# Records provided

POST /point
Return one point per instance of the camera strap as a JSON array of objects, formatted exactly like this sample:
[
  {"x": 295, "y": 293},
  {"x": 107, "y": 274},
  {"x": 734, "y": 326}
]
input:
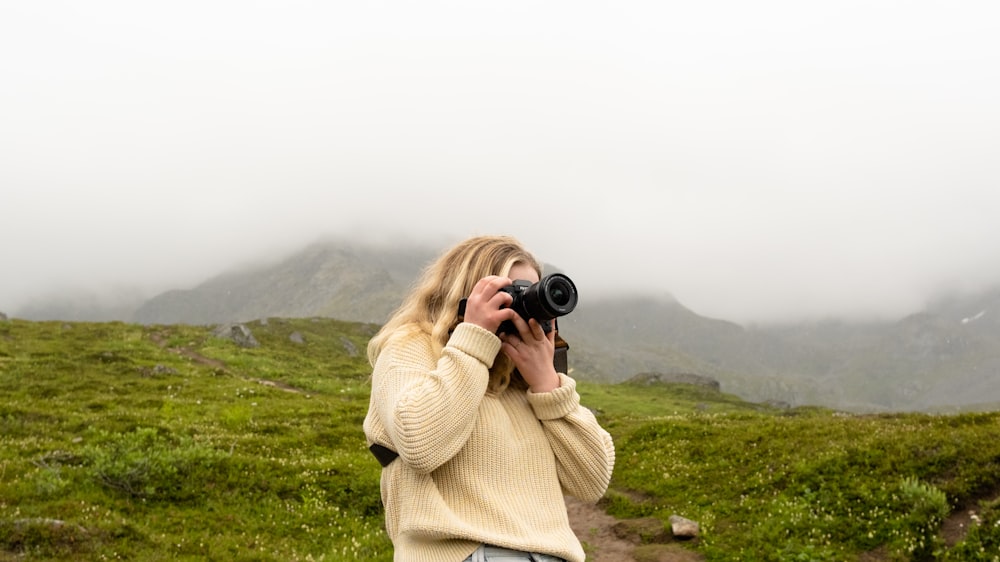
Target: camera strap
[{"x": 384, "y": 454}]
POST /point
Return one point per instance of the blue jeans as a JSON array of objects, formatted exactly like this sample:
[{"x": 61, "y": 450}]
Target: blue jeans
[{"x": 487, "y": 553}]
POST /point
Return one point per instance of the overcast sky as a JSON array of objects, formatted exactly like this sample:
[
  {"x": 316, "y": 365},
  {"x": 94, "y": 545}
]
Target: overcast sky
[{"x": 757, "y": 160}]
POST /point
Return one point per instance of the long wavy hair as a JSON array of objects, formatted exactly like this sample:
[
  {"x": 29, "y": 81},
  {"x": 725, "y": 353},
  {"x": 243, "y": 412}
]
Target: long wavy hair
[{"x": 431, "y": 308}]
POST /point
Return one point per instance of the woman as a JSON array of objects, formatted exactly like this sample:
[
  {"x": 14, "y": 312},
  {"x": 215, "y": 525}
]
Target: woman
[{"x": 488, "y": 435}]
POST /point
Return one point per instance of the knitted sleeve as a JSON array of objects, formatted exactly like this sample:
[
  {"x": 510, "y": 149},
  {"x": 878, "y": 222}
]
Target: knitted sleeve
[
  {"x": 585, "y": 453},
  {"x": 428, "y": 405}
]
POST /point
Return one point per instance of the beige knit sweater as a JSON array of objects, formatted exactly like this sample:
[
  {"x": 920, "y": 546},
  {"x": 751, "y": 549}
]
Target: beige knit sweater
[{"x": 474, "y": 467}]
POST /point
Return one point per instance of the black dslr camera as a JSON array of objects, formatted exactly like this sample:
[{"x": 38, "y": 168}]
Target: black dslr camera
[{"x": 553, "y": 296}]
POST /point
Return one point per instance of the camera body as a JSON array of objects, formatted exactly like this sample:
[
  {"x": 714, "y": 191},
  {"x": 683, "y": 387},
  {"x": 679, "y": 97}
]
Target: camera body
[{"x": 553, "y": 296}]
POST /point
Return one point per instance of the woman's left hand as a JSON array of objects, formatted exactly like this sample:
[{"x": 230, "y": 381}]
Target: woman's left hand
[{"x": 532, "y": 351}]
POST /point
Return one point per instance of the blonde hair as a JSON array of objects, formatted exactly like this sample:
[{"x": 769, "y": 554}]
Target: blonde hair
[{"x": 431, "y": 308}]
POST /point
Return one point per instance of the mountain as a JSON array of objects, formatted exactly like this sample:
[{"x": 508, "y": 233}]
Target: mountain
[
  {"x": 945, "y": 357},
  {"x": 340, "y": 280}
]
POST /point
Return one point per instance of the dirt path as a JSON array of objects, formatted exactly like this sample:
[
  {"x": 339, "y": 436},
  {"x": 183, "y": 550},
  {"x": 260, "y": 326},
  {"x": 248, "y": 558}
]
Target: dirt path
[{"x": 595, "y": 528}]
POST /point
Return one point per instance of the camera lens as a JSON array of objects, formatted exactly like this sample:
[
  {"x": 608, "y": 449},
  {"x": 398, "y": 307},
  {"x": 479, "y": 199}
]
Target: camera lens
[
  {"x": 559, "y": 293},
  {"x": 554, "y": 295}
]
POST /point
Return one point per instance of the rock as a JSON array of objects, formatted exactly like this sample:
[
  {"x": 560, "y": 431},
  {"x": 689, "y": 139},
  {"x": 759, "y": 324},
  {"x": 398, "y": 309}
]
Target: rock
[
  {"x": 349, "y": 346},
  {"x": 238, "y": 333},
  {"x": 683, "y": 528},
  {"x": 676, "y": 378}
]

# What the task requires
Transcribe the material exactly, leaving every picture out.

# Reply
POST /point
Return one point per instance of the camera strap as a JSON array of objects, formatted exactly like this sample:
[
  {"x": 295, "y": 293},
  {"x": 107, "y": 274},
  {"x": 734, "y": 326}
]
input:
Target: camera strap
[{"x": 384, "y": 454}]
POST /point
Return one point per instance of the blue jeans as a JSON array of objects, formatted exactly like this sample:
[{"x": 61, "y": 450}]
Target: blue jeans
[{"x": 487, "y": 553}]
POST /point
Return one point per instance of the overcast sky as a JSON array of objects, formatted exactly like this sample:
[
  {"x": 316, "y": 365},
  {"x": 94, "y": 545}
]
Target: overcast sky
[{"x": 757, "y": 160}]
POST /point
Return one point per instance of the long wavy hair as a JSON array of objects, formatted exactly like this sample:
[
  {"x": 29, "y": 81},
  {"x": 725, "y": 353},
  {"x": 243, "y": 412}
]
Target: long wavy hair
[{"x": 431, "y": 308}]
POST /point
Return one point per instance of the woman as a JSON array of objects, formatted exactly like this sample:
[
  {"x": 14, "y": 312},
  {"x": 215, "y": 525}
]
Target: woman
[{"x": 488, "y": 435}]
POST /point
Return one point per instance of the knitted sleeve as a JSON array of objects, formatted exactly like this sample:
[
  {"x": 510, "y": 149},
  {"x": 878, "y": 222}
]
Target: knitted sleeve
[
  {"x": 585, "y": 453},
  {"x": 428, "y": 405}
]
POST /point
Return one point per instance of the beige knit sweater as a JSON array of objects, formatted exactly like this sample:
[
  {"x": 920, "y": 546},
  {"x": 751, "y": 549}
]
Target: beige knit sweater
[{"x": 474, "y": 467}]
POST /point
Return one point per instance of the black dslr camera as a JSON array of objects, formatted exactly like this sample:
[{"x": 38, "y": 168}]
Target: black dslr camera
[{"x": 553, "y": 296}]
POST /point
Return one point per instance of the camera body as a JSON array of objects, formatted exactly like this sample:
[
  {"x": 714, "y": 191},
  {"x": 683, "y": 387},
  {"x": 679, "y": 97}
]
Target: camera body
[{"x": 553, "y": 296}]
POST /point
Return one point per instance of the woman's left hand as a JSON array of objects, formatted exactly like this sample:
[{"x": 230, "y": 381}]
Target: woman's left hand
[{"x": 532, "y": 351}]
POST /point
Return one point per instance of the blonde hair as a JSON array of objects, formatted exactly like this sample:
[{"x": 769, "y": 554}]
Target: blonde hair
[{"x": 431, "y": 308}]
POST /point
Return one point per instance of the mountain as a JSON array of objects, formatted exactly like this sample:
[{"x": 508, "y": 233}]
Target: mountain
[
  {"x": 945, "y": 357},
  {"x": 340, "y": 280}
]
POST /point
Return one point per instance of the dirt path as a JSON array of objects, formatted exactly like this sample:
[
  {"x": 339, "y": 436},
  {"x": 183, "y": 550},
  {"x": 260, "y": 326},
  {"x": 248, "y": 558}
]
Target: dirt path
[{"x": 595, "y": 528}]
POST /point
Return one point per instance of the camera lens as a JSON array of objects, formatted exactly like this sample:
[
  {"x": 608, "y": 449},
  {"x": 398, "y": 307},
  {"x": 479, "y": 199}
]
Target: camera lens
[
  {"x": 559, "y": 293},
  {"x": 554, "y": 295}
]
POST /point
Return one point per instance of the rock as a JSON array of objects, formatted exactly like this sample:
[
  {"x": 560, "y": 431},
  {"x": 689, "y": 139},
  {"x": 759, "y": 324},
  {"x": 398, "y": 309}
]
Target: rock
[
  {"x": 349, "y": 346},
  {"x": 238, "y": 333},
  {"x": 683, "y": 528},
  {"x": 676, "y": 378}
]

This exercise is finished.